Below are lines of records; copy exactly those from the one containing "Query: green dangle earring" through the one containing "x=162, y=125", leaving the pictures behind.

Supplied material:
######

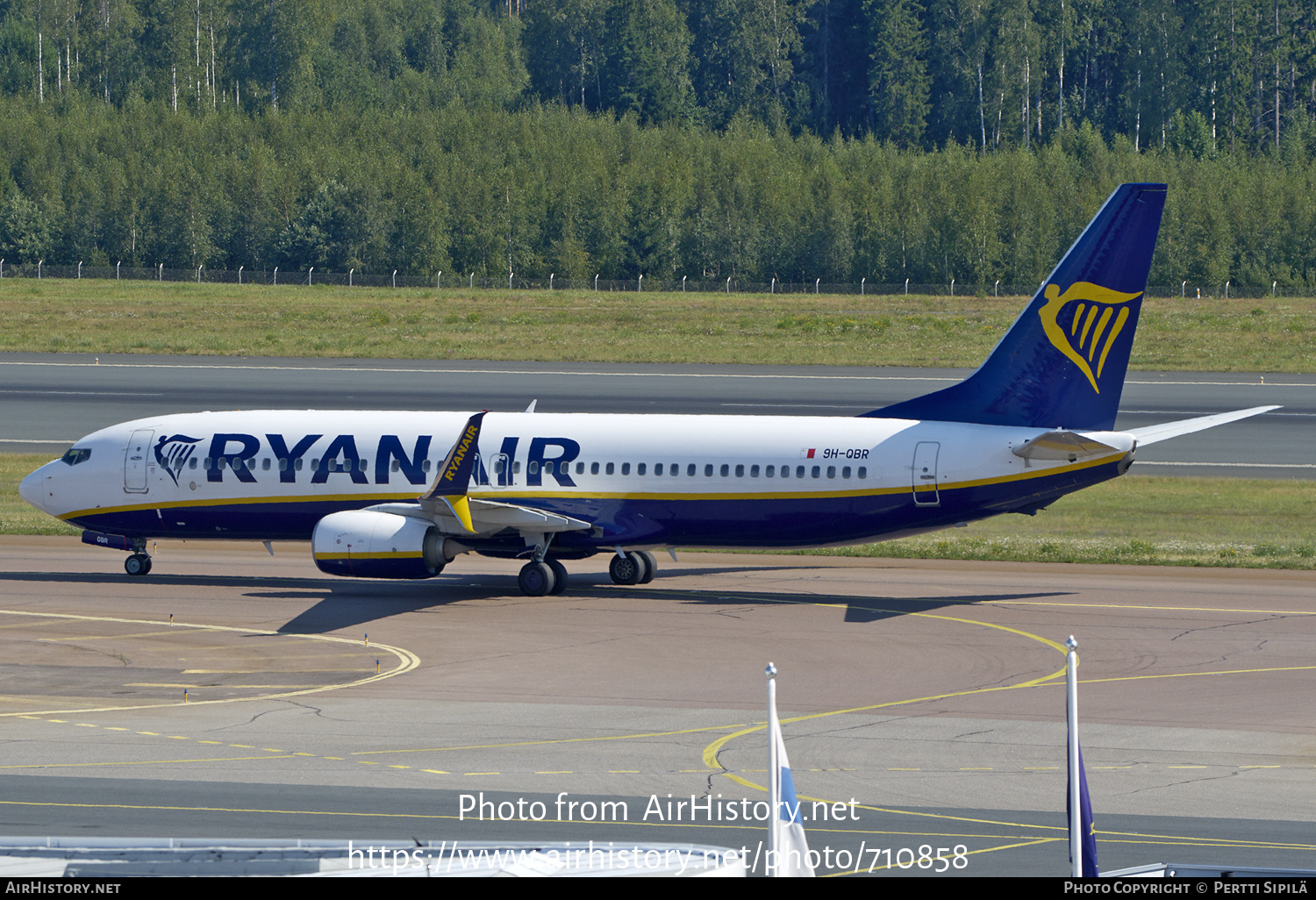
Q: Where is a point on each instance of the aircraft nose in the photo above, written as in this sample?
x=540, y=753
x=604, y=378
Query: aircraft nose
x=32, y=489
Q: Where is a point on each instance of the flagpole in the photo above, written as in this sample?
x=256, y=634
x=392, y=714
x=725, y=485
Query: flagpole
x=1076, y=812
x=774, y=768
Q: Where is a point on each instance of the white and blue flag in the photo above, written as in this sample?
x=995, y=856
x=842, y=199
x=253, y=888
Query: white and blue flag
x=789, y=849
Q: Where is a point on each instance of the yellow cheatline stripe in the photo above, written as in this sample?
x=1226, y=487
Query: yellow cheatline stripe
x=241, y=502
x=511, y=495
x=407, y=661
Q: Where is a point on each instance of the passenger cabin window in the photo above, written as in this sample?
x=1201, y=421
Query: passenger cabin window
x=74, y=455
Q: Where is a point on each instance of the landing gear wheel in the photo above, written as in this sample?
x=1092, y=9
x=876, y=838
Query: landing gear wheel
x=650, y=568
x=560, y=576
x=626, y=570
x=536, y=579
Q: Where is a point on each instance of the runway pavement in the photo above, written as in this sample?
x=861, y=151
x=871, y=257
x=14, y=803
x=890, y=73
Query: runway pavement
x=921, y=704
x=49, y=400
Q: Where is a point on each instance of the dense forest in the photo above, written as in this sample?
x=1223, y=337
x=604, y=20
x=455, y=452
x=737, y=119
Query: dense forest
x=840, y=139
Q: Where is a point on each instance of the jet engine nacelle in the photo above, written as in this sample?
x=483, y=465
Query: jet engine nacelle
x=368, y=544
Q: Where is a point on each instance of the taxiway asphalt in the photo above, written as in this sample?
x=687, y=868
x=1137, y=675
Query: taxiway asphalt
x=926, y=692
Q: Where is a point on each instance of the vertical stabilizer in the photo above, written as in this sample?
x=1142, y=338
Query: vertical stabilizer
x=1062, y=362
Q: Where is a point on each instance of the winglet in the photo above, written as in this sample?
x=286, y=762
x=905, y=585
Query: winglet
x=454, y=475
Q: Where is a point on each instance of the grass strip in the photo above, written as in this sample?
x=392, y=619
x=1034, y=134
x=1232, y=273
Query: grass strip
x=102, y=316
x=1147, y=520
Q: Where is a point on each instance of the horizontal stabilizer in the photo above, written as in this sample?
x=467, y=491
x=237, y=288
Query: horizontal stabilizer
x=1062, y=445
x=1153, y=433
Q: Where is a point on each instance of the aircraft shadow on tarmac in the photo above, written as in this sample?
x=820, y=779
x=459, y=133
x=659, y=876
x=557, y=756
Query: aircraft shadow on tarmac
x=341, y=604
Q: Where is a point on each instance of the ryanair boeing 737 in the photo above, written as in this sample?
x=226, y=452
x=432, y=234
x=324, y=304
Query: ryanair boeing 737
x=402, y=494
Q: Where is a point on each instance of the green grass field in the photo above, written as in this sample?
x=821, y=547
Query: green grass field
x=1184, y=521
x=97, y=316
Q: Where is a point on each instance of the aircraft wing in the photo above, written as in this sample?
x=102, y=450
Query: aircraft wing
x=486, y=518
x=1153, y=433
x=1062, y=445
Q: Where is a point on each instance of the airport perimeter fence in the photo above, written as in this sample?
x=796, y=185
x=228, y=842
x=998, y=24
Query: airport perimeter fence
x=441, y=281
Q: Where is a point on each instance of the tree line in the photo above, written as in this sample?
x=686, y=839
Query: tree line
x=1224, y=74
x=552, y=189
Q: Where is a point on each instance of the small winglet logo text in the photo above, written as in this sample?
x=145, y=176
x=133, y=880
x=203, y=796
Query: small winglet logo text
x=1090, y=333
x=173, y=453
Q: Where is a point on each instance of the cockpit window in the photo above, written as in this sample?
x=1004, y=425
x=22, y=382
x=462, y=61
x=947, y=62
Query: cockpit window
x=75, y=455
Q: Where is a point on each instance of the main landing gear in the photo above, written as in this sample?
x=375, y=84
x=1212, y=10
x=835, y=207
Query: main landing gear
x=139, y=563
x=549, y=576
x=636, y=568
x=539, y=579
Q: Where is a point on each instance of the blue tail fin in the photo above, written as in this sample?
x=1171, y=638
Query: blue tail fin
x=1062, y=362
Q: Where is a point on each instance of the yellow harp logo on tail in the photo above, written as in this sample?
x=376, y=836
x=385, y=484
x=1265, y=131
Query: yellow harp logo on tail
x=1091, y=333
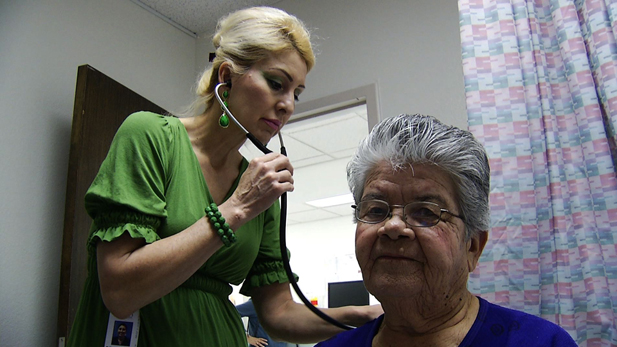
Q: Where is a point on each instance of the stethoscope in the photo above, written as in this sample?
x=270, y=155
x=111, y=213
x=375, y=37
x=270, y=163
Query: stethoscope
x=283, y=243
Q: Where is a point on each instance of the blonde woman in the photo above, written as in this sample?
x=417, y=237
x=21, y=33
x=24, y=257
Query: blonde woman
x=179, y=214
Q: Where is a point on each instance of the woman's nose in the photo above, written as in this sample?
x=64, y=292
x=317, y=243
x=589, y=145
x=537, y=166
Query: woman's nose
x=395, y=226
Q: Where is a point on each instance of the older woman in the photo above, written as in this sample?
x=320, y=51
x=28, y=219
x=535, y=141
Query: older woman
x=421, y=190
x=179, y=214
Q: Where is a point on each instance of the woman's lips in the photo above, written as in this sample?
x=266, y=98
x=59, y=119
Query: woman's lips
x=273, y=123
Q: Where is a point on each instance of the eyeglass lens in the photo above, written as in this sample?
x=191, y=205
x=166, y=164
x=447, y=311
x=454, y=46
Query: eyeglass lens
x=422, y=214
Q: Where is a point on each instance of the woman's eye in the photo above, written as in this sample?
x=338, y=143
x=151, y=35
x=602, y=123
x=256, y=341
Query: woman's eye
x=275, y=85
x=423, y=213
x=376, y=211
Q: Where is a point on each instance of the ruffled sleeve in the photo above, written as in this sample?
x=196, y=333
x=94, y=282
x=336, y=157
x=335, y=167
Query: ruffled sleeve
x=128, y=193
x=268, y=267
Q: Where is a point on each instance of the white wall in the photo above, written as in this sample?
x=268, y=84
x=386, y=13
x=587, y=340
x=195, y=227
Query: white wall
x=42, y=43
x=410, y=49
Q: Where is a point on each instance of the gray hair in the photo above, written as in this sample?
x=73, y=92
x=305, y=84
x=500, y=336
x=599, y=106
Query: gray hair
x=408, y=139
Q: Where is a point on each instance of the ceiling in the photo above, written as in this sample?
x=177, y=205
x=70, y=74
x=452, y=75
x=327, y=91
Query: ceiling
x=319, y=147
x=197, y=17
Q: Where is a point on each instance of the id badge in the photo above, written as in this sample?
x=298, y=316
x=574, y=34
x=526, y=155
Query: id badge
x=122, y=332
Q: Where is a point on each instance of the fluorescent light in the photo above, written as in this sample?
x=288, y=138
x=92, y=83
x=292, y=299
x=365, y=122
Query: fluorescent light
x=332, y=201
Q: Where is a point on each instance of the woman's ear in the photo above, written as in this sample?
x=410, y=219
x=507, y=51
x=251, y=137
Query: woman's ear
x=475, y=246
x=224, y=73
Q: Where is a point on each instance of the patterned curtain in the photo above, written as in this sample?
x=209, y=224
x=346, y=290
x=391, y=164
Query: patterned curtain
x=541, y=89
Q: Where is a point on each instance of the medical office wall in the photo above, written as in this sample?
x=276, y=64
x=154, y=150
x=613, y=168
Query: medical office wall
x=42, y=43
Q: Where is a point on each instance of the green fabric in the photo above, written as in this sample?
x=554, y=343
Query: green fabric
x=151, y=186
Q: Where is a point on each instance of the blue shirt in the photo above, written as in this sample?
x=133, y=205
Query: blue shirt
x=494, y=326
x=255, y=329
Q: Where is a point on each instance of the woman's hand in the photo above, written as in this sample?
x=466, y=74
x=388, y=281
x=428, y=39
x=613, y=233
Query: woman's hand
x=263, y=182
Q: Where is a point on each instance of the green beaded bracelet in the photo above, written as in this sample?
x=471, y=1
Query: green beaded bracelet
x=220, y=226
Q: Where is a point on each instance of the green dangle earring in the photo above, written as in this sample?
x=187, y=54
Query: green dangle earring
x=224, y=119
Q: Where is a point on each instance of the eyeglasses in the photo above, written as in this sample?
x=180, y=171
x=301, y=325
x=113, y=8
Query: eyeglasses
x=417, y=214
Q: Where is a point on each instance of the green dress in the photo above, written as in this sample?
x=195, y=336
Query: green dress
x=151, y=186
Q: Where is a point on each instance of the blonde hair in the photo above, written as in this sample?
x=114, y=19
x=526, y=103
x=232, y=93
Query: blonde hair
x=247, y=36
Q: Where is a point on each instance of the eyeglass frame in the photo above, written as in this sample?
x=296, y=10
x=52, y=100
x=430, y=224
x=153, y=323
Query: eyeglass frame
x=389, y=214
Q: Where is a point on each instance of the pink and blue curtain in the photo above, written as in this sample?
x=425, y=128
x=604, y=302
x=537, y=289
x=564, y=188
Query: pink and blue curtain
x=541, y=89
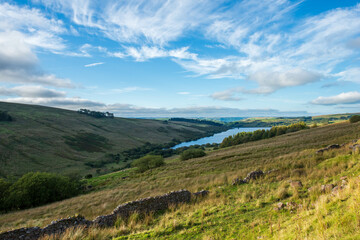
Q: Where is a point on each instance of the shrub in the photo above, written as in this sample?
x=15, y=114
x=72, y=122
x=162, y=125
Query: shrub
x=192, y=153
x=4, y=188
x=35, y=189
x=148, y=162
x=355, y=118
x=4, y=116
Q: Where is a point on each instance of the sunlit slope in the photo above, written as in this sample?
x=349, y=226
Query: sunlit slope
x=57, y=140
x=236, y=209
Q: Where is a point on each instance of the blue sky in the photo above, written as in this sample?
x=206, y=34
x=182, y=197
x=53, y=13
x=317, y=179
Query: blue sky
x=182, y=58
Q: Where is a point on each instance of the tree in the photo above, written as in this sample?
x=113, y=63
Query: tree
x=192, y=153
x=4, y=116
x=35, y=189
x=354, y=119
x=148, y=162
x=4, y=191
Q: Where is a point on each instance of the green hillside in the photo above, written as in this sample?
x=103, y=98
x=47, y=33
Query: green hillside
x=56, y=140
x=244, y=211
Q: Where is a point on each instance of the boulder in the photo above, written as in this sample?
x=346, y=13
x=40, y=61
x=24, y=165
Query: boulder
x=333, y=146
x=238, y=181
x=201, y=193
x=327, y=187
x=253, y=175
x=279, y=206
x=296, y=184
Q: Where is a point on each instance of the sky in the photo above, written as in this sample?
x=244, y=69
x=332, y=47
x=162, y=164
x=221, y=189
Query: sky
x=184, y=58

######

Response to this task:
Query: green dangle earring
x=224, y=119
Q: Where is a point on each instance of the eyeglasses in the photo above, written as in this sample?
x=180, y=171
x=301, y=325
x=113, y=8
Query: eyeglasses
x=417, y=214
Q: Where is a point on each instance of the green dress in the photo above, written as in this sample?
x=195, y=336
Query: green dress
x=151, y=186
Q: Where is a point on each instance of the blonde hair in the photo above, written as in this sample?
x=114, y=19
x=526, y=103
x=232, y=93
Query: blonde hair
x=247, y=36
Q: Where is a point on each instance of the eyeglass frame in the photo above, written as in this sample?
x=296, y=10
x=52, y=100
x=430, y=224
x=153, y=323
Query: eyeglass frame
x=389, y=214
Q: Where is a point on each instance of the pink and blue curtain in the photo above, written as in this sample?
x=425, y=128
x=604, y=302
x=537, y=289
x=564, y=188
Query: pink and blue curtain
x=541, y=89
Q: Where is a point on each instance of the shrub in the photo above, written as in this sample?
x=15, y=114
x=72, y=122
x=162, y=125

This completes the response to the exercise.